- Task description -
Please restate the records below word for word, leaving out every picture.

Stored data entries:
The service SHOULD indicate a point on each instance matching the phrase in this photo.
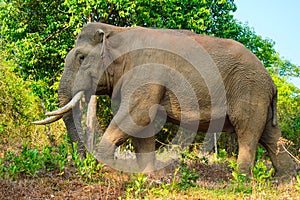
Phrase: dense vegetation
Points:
(35, 37)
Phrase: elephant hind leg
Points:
(281, 160)
(249, 122)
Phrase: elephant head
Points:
(89, 39)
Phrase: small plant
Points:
(222, 154)
(261, 173)
(238, 177)
(298, 181)
(137, 187)
(188, 178)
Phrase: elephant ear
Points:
(99, 36)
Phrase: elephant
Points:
(204, 82)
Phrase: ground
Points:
(215, 182)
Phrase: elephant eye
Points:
(81, 58)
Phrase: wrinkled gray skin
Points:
(250, 93)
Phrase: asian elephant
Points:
(209, 83)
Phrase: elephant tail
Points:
(274, 109)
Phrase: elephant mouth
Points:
(57, 114)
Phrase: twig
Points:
(290, 153)
(47, 133)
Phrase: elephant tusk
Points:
(68, 106)
(48, 120)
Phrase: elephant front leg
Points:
(145, 153)
(110, 140)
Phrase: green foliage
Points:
(33, 162)
(288, 110)
(18, 107)
(88, 167)
(188, 178)
(238, 177)
(298, 181)
(137, 187)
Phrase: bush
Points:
(18, 108)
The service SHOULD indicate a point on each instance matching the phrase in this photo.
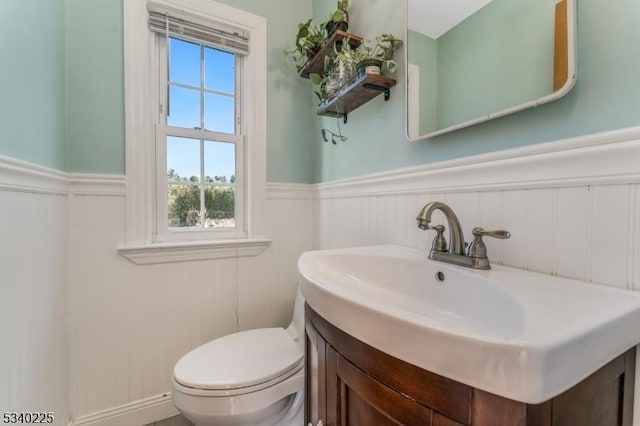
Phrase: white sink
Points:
(522, 335)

- Exercise output -
The service SHOULD indicate a point on each instance matching the phrase in this photo.
Phrase: dense vegetation
Points:
(35, 37)
Phrase: elephant hind leg
Points:
(281, 160)
(249, 122)
Phrase: elephant head
Points:
(89, 39)
Phrase: small plant
Points:
(222, 154)
(261, 173)
(238, 177)
(298, 181)
(137, 187)
(188, 178)
Phrase: elephant ear
Points:
(99, 36)
Phrase: elephant
Points:
(204, 82)
Phrase: ground
Points:
(215, 182)
Phrase: elephant eye
Points:
(81, 58)
Phrase: wrinkled gray skin
Points:
(250, 93)
Phrase: asian elephant
Points:
(209, 83)
Phrase: elephant tail
Points:
(274, 109)
Phrase: elephant mouth
Points:
(57, 114)
Phrase: twig
Points:
(290, 153)
(47, 133)
Phrase: elephant tusk
Points:
(68, 106)
(48, 120)
Phrase: elephant front leg
Points:
(145, 153)
(110, 140)
Phrase: green foliage
Points:
(33, 162)
(288, 110)
(18, 107)
(88, 167)
(188, 178)
(238, 177)
(298, 181)
(137, 187)
Phrase: bush
Points:
(18, 108)
The service SHOULD indicate a point on each instance matching the phrase in this photo.
Phrase: white sink
Points:
(522, 335)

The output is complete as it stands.